- **TASKS TO PERFORM**:
**1)** Decide whether each statement agrees with the article about the nurse whose father died of COVID-19, answering yes or no and quoting the deciding words of the article: (a) Oney spent 26 days in the ICU. (b) Fairchild graduated from Kettering Alter High School. (c) The reflection in the glass door is Lisa Oney.
**2)** Reproduce the part of the article about the nurse whose father died of COVID-19 that opens with the words containing "Her words were" and closes with "for by nurses.".

- **QUOTED PASSAGE**:
::::

She was a family member about to lose a loved one, a scene she has witnessed countless times since she started caring for COVID-19 patients last spring in a Daytona Beach, Fla. hospital where she has worked for seven years.
“Torture” is how she described watching her father’s final breaths. “As a nurse, I want to help people, sit at their bedside. But I couldn’t. It makes you want to break the door down. You want to visit so badly, but you know this virus is so deadly. It was a very crippling feeling to have.”
Her father, Wayne Oney, of Middletown, possibly was infected with the coronavirus while watching his daughter, a student at Kettering Alter High School, play on her junior Olympic volleyball team. One of her teammates tested positive, then she and Oney tested positive.
The girls quickly recovered from their symptoms, but Oney was admitted to Atrium and spent 26 days in ICU. The first 10 days, he wore a mask while oxygen was pumped into his lungs, but when his symptoms worsened, he was placed on a ventilator.
Fairchild was at work in Florida caring for a COVID-19 patient when a nurse at Atrium called to notify her about the need for a ventilator.
“I knew what that meant for us,” she said during a phone interview, noting patients typically don’t survive the virus if they require a ventilator. “It means dying alone without your family by your side.”
She flew home and days later, the family decided to take Oney off life support. Oney, an U.S. Army veteran who served during the Vietnam War and worked as a machinist with Voith Paper Co. for 20 years, died on Nov. 8. He was 69.
Since then, Fairchild, 41, who graduated from Kings High School in 1996, has written about the seriousness of the coronavirus on her Facebook page in hopes of saving one life. Some who have read her post have been critical of her stance, saying COVID-19 isn’t real, a pawn in the recent presidential election.
“It’s not about politics; it’s about humanity,” she told the Journal-News.
On her Facebook page, she wrote: “It’s not a statistic. It’s not a meaningless lockdown to ruin the economy. It’s not a hoax faked to rig an election. It’s a killer.”
Her words were accompanied by a photo she took with her phone. Shot from behind a glass door at Atrium, it shows her father being cared for by nurses.
There is a reflection in the door. It’s Lisa Oney, his wife of 15 years.
“It’s a painful reflection in a piece of glass,” his daughter wrote. “It’s a husband, and a father, and a grandfather, and a friend crossing over without his family surrounding him as he does. It’s nurses holding the cold hands of dying patients over and over again. It’s machines that have been shut off because a virus beat them at their own game. It’s a daughter capturing her father’s last moments on a phone so people can see it in its rawest form. This picture is COVID-19.”
Fairchild said she plans to take a travel assignment in the next two weeks and work with the COVID-19 ICU nurses at Atrium who cared for her father in his final weeks.
Her message to those who haven’t been touched by someone with the coronavirus: “Try to understand that this can happen to anyone. No one is exempt.”

::::

- **LISTED ENTRIES**:
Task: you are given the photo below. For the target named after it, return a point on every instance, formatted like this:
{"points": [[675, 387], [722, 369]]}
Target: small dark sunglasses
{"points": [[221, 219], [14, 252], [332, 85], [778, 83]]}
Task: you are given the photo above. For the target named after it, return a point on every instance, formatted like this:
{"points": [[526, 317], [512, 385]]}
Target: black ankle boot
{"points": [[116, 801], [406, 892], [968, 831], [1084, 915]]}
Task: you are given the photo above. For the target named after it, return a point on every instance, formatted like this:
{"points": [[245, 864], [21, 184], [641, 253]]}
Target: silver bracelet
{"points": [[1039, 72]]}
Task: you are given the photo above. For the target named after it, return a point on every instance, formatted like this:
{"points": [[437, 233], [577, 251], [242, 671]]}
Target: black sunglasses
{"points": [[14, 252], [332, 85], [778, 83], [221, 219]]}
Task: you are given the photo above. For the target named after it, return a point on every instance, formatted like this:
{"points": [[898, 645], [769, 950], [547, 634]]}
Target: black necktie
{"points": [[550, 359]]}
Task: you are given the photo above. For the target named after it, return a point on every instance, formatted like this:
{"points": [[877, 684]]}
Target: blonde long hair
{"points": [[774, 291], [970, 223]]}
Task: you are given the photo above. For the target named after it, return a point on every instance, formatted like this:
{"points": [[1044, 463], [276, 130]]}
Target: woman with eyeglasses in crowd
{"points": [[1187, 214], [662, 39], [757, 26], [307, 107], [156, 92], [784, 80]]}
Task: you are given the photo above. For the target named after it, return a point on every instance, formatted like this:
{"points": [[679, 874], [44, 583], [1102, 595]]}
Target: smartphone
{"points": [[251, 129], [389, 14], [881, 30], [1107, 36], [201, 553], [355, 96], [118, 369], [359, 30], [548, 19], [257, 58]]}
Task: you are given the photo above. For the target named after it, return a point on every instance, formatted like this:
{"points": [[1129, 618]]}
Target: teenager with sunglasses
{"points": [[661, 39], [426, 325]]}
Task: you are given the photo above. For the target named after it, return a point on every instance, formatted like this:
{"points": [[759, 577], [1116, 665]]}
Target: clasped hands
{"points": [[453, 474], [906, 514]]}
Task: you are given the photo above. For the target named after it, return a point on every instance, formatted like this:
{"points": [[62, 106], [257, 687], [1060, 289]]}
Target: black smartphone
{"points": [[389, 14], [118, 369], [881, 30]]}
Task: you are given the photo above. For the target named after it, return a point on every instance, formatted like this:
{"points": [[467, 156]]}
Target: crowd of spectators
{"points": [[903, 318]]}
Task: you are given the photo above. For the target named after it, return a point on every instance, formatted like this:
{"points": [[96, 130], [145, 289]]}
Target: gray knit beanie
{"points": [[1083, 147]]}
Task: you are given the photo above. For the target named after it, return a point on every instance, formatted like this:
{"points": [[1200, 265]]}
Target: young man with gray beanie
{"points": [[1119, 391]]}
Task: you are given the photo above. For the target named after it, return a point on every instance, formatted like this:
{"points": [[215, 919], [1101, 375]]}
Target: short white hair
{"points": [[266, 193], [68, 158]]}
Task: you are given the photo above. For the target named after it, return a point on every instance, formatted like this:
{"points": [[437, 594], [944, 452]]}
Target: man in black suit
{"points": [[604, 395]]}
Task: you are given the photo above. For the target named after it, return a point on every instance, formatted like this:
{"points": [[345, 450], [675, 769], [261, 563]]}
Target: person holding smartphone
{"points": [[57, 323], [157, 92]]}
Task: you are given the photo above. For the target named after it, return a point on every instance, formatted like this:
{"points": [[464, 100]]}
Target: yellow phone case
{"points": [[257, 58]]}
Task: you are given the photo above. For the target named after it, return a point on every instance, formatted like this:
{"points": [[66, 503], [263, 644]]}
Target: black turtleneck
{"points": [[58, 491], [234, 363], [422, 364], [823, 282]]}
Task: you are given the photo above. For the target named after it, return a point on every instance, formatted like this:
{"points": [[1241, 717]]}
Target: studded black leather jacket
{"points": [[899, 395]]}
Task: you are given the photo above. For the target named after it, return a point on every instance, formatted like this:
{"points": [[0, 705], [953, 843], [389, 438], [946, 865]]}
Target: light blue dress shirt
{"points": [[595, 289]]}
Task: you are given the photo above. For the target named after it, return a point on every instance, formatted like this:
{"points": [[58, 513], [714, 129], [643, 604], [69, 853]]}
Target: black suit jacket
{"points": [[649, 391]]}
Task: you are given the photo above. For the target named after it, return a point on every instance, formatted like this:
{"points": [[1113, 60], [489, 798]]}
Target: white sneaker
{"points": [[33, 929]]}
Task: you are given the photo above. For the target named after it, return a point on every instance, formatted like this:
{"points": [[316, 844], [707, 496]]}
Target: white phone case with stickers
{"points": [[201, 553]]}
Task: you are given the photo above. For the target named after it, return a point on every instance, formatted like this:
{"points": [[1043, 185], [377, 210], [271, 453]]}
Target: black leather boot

::::

- **RESULTS**:
**1)**
(a) Yes: "spent 26 days in ICU"
(b) No: "graduated from Kings High School in 1996"
(c) Yes: "It’s Lisa Oney, his wife of 15 years."

**2)**
Her words were accompanied by a photo she took with her phone. Shot from behind a glass door at Atrium, it shows her father being cared for by nurses.